TASK DESCRIPTION:
Rewrite the stretch of the listing from its first line through the line containing "[[[320,226],[320,216],[223,189],[225,197]]]", swapping "segmenter" for "annotator" and keeping everything else unchanged.

INPUT DATA:
*-*-*

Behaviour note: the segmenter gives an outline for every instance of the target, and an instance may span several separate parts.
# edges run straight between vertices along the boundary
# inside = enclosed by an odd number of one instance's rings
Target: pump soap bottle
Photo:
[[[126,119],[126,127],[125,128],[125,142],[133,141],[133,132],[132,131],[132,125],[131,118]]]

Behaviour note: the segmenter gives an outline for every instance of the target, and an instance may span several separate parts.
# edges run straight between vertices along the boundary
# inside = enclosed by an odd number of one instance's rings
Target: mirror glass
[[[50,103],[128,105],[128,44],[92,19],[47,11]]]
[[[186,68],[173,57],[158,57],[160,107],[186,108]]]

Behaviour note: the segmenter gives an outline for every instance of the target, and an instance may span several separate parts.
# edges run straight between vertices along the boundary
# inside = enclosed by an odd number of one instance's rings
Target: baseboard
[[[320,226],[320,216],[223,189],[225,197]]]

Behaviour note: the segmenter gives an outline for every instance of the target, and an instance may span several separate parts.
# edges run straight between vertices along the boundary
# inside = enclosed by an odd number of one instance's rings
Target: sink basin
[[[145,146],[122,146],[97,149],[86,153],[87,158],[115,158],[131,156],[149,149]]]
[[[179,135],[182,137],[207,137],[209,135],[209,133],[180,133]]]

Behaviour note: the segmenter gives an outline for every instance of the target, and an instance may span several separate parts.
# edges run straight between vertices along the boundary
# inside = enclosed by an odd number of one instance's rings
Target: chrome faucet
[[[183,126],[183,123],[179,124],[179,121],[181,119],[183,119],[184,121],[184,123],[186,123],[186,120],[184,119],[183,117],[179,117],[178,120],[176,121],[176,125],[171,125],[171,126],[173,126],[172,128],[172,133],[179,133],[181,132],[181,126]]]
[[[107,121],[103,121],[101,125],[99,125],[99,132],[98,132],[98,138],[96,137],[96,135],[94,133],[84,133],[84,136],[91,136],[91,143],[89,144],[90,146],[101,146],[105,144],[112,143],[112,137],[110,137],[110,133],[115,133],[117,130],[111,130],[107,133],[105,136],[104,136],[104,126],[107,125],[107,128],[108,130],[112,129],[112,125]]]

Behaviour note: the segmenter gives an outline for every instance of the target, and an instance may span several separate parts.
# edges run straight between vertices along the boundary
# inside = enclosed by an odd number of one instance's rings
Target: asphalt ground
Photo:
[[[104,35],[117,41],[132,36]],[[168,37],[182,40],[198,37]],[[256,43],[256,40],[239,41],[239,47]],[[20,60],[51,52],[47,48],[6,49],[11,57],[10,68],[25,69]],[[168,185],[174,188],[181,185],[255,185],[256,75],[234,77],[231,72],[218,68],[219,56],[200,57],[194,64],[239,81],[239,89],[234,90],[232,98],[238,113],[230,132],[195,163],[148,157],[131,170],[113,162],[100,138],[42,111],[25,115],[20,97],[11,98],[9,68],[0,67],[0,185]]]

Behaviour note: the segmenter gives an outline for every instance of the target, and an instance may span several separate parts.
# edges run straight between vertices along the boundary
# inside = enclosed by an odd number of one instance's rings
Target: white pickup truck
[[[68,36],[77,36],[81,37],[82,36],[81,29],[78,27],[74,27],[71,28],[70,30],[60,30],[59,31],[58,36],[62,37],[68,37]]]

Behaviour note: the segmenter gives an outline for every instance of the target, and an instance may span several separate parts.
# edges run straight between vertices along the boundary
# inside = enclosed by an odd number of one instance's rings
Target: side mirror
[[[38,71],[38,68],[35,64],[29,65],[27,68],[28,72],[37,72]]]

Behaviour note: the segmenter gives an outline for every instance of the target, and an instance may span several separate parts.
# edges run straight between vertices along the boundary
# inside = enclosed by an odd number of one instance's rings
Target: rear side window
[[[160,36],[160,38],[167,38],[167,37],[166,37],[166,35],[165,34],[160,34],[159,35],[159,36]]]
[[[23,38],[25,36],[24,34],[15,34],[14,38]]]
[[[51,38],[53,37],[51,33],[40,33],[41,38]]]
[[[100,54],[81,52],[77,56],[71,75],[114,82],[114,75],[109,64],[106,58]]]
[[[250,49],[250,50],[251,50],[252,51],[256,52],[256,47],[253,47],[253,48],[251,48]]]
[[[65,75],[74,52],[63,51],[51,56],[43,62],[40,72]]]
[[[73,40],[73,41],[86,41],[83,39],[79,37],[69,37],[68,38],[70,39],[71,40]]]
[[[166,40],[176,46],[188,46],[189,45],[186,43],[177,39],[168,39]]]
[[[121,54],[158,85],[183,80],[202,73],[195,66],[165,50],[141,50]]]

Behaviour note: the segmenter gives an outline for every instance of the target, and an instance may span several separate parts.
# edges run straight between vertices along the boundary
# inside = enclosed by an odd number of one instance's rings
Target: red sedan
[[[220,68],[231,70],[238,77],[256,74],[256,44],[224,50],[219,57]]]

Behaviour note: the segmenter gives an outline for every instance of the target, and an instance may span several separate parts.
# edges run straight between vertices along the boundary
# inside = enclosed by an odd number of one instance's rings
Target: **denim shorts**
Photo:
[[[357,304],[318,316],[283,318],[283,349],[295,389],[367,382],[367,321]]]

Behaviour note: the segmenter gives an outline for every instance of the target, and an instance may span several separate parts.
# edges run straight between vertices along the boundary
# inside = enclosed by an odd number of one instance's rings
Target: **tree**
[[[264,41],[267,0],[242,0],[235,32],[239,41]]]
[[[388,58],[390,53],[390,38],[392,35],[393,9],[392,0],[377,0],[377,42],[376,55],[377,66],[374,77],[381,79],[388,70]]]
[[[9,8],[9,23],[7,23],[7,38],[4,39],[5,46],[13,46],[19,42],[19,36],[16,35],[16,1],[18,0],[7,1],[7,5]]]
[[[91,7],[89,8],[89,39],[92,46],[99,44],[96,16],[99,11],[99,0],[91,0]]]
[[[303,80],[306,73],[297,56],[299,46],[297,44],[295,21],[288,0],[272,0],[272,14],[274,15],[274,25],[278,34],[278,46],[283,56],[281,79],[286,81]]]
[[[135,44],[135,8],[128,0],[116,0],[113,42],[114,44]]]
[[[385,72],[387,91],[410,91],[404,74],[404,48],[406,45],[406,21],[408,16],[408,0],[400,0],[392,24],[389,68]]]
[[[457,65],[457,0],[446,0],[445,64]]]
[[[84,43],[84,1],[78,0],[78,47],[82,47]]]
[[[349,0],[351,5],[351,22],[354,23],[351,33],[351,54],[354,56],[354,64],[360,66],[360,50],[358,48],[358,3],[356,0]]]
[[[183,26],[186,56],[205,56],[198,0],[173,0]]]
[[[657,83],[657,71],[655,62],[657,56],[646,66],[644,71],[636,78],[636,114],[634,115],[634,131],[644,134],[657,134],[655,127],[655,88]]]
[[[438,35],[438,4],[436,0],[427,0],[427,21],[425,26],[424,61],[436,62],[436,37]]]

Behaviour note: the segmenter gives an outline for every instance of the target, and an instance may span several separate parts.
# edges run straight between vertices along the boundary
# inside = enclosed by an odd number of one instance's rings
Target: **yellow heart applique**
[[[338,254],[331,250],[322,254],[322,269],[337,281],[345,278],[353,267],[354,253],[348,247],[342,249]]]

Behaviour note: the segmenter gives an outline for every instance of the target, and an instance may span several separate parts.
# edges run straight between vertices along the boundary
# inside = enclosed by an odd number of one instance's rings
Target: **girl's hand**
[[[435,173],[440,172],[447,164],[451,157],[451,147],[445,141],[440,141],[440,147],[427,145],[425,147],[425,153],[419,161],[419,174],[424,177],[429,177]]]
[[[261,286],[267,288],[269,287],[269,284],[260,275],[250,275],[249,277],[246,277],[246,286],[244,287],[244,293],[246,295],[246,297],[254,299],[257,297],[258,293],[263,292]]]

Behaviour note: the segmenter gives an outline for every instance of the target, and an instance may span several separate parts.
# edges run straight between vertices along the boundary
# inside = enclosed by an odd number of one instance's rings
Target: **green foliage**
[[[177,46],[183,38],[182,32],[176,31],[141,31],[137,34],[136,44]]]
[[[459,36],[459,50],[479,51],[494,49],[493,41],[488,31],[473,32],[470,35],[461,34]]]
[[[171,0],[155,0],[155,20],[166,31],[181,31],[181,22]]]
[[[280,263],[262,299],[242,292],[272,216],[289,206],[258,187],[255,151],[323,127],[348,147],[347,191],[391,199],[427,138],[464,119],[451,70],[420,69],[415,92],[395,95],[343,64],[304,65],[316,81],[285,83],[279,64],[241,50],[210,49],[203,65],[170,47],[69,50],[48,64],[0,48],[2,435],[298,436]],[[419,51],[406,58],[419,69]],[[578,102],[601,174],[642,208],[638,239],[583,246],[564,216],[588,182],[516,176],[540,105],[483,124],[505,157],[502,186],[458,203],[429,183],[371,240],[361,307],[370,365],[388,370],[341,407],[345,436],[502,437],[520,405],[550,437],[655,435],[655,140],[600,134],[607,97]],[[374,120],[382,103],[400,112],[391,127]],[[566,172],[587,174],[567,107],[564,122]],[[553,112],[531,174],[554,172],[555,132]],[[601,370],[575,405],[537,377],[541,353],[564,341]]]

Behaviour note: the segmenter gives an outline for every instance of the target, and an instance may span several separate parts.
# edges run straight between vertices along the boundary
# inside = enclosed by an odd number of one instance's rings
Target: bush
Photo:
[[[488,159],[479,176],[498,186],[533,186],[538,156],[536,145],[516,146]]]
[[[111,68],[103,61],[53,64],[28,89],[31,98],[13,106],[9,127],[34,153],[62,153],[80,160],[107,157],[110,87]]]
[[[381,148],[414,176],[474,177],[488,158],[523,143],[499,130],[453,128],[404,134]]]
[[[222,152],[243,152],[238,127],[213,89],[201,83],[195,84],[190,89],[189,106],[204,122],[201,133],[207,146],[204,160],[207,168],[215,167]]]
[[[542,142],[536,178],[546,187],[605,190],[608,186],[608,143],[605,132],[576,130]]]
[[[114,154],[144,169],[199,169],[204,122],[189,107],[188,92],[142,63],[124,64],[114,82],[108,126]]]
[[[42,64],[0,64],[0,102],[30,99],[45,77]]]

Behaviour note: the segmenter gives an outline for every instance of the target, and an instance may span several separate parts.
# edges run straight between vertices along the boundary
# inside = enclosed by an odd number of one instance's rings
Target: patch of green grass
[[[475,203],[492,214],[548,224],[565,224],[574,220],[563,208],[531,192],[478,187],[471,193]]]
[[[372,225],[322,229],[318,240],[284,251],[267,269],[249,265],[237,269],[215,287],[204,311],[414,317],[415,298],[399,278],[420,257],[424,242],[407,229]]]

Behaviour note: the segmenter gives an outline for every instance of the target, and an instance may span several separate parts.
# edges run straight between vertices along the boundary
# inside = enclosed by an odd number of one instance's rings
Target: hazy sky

*-*-*

RESPONSE TO THIS EXERCISE:
Behaviour note: the annotator gives an outline for every instance of the target, and an instance may span several separate parts.
# edges run straight between vertices along the boundary
# inside = enclosed by an odd number of one instance's rings
Target: pump soap bottle
Photo:
[[[126,119],[126,127],[125,128],[125,142],[133,141],[133,132],[132,131],[132,125],[131,118]]]

Behaviour note: the annotator gives an outline for every instance of the target, and an instance may span several separate parts.
# edges run straight between vertices along the boundary
# inside = enclosed by an odd number of one instance's rings
Target: mirror glass
[[[50,103],[128,105],[128,44],[92,19],[47,11]]]
[[[186,68],[173,57],[158,57],[160,107],[186,108]]]

Behaviour note: the annotator gives an outline for every instance of the target, and an instance may span several separate parts.
# edges run straight between vertices along the boundary
# inside = enclosed by an odd number of one instance's rings
Target: baseboard
[[[320,226],[320,216],[223,189],[225,197]]]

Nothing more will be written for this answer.